[EXERCISE PROMPT]
Return the run of lines below that opens with the line containing "Target: white collar in background" and closes with the line containing "Note: annotate every instance of the eyebrow", keeping each one exact.

[MATERIAL TO PROCESS]
▬▬▬▬▬▬

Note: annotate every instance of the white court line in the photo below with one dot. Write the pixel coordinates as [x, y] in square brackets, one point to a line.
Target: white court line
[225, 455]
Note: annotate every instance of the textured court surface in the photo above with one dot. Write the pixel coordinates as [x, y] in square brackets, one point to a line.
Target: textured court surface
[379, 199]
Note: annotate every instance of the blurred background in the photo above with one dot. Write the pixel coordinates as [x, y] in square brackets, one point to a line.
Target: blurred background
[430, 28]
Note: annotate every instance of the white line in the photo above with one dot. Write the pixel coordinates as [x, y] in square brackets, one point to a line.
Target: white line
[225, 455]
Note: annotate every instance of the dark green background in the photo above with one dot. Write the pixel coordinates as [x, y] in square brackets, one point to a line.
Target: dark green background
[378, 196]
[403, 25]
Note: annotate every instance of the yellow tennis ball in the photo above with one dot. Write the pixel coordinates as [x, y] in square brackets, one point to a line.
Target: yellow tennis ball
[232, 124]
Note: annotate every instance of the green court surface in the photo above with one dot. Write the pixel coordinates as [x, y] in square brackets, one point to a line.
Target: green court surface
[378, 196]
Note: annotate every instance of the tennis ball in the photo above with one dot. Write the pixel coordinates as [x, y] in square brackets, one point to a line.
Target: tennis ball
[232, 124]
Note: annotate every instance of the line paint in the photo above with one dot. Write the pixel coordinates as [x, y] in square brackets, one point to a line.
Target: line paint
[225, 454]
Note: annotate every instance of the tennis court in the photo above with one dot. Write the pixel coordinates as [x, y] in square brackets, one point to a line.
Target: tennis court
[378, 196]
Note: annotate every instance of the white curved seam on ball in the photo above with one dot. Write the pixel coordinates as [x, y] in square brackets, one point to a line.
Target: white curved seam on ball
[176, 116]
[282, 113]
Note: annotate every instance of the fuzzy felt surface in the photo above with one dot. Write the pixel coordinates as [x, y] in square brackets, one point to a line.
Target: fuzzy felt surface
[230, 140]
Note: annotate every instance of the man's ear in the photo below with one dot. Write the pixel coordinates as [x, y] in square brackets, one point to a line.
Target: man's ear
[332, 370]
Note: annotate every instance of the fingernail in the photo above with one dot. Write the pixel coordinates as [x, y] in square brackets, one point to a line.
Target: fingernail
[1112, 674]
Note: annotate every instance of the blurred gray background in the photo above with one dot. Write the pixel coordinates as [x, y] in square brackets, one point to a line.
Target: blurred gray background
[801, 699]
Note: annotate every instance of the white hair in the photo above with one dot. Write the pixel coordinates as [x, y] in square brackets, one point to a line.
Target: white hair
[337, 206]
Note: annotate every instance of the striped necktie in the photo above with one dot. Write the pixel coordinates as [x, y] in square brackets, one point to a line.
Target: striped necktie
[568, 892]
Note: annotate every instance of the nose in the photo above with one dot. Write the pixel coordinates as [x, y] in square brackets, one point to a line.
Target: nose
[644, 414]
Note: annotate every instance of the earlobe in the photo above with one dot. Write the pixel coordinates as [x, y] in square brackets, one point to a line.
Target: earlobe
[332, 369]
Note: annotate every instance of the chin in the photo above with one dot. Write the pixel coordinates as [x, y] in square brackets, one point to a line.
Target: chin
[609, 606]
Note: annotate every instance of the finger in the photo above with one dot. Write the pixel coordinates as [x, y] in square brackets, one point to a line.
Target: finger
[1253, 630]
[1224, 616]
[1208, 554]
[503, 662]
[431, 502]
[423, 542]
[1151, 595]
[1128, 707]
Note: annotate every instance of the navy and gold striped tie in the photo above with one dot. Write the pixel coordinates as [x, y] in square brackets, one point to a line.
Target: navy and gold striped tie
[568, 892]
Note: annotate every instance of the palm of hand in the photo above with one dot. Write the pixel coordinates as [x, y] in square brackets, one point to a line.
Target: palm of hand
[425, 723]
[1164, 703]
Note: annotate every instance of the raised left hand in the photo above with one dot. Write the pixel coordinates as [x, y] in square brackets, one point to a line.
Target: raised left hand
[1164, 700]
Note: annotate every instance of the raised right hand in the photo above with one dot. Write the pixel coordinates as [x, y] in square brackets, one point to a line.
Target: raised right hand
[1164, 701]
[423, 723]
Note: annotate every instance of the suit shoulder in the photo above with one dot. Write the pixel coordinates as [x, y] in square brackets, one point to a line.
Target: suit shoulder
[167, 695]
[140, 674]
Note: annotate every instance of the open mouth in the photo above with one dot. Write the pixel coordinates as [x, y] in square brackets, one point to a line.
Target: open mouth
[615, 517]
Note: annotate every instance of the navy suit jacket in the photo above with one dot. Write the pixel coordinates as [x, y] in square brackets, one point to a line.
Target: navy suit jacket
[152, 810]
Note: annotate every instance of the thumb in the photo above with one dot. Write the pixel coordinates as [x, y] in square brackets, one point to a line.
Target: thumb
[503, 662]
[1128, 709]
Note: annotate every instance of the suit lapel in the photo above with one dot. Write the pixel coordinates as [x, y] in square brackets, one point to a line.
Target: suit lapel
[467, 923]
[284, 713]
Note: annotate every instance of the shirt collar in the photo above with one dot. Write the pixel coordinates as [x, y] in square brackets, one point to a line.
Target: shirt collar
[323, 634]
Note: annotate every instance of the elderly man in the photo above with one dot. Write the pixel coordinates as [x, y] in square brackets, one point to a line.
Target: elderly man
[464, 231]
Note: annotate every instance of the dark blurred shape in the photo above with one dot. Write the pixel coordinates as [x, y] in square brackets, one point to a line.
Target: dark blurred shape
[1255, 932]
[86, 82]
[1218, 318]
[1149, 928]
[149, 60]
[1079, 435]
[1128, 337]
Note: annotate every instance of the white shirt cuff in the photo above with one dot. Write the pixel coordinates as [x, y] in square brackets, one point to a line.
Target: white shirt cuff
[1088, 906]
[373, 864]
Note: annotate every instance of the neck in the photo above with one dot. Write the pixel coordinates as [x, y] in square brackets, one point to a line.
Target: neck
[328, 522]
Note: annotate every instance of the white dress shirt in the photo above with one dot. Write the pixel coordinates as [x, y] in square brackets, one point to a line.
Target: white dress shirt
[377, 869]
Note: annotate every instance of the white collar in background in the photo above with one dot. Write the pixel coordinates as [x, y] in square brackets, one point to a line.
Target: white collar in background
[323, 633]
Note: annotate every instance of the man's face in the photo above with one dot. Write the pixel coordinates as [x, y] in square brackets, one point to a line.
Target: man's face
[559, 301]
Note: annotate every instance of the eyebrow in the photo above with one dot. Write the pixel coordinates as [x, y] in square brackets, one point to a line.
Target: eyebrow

▬▬▬▬▬▬

[RESPONSE BELOW]
Target: white collar in background
[323, 633]
Note: annotate every instance of the man's face in the photo above with one dot. Write the pixel coordinates as [x, y] in square brackets, one point to a line.
Target: man's face
[559, 301]
Note: annotate every instance of the eyebrow in the photo above with one dot. Write the pixel coordinates as [x, y] in square brackets, one point to a line.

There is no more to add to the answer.